Extract |
------------------------------------------------------------------------
Leonard, Seidman and Bischoff. The opinion of the court was delivered by Leonard, P.J.A.D.
Defendant was indicted by the Essex County grand jury for unlawful possession of a revolver on March 30, 1973, in violation of N.J.S.A. 2A:151-41. Thereafter his motion to suppress the weapon as evidence was granted. The State, with leave first granted, appeals from the order of suppression.
On the above-noted date a special agent of the F.B.I. upon his own affidavit secured a warrant from a federal magistrate to search the person of defendant. In the course of the search the revolver was discovered in defendant's possession.
The supporting affidavit set forth particularized facts tending to show that defendant was a felon and possessed a firearm on various occasions. However, other than asserting that this was in violation of 18 U.S.C.A. App. § 1202(a)(Supp.), the affidavit stated no specific facts establishing that the firearms had been involved in interstate commerce. There was no testimony, sworn or otherwise, or any other affidavit presented to the magistrate at the time the warrant was issued.
------------------------------------------------------------------------
Stored data |
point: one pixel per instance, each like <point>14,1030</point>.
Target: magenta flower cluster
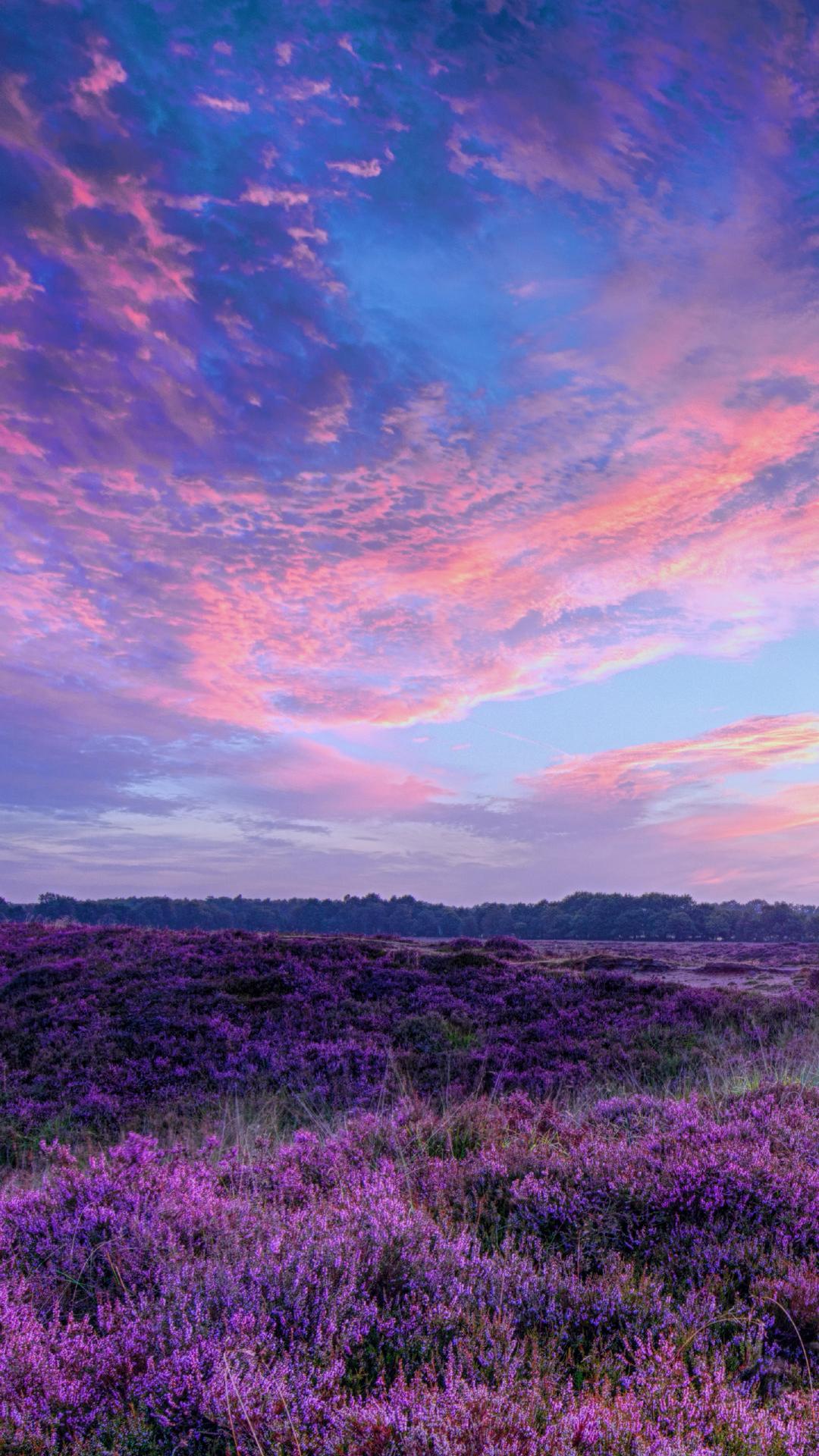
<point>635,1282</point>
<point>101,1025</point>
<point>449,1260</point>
------------------------------------------------------------------------
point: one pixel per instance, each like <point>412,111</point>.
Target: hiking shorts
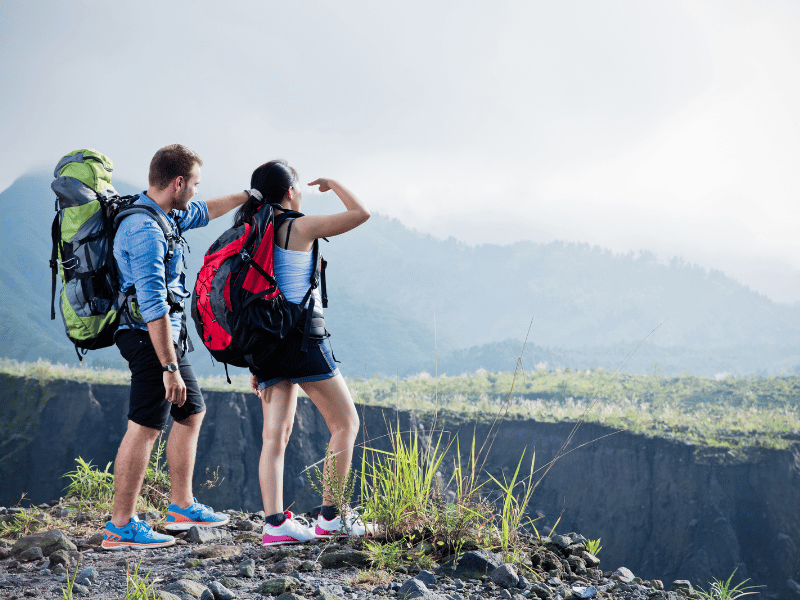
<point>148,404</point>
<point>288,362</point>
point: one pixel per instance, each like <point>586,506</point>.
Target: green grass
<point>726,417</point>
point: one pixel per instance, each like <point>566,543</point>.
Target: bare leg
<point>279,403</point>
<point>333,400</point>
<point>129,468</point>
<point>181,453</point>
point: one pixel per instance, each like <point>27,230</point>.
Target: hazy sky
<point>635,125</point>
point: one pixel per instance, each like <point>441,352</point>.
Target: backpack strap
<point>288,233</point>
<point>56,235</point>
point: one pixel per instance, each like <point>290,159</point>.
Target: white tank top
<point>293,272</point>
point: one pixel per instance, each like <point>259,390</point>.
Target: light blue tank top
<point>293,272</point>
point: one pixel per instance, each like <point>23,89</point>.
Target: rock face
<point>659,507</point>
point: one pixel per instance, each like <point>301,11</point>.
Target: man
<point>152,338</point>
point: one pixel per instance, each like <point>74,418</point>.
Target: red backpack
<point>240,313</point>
------------------------------------------------------------------------
Challenge |
In the court opinion, take the part starting with "On the above-noted" and going on through "warrant was issued.", and change "magistrate" to "judge" throughout it. The records were drawn from a separate source.

The output |
On the above-noted date a special agent of the F.B.I. upon his own affidavit secured a warrant from a federal judge to search the person of defendant. In the course of the search the revolver was discovered in defendant's possession.
The supporting affidavit set forth particularized facts tending to show that defendant was a felon and possessed a firearm on various occasions. However, other than asserting that this was in violation of 18 U.S.C.A. App. § 1202(a)(Supp.), the affidavit stated no specific facts establishing that the firearms had been involved in interstate commerce. There was no testimony, sworn or otherwise, or any other affidavit presented to the judge at the time the warrant was issued.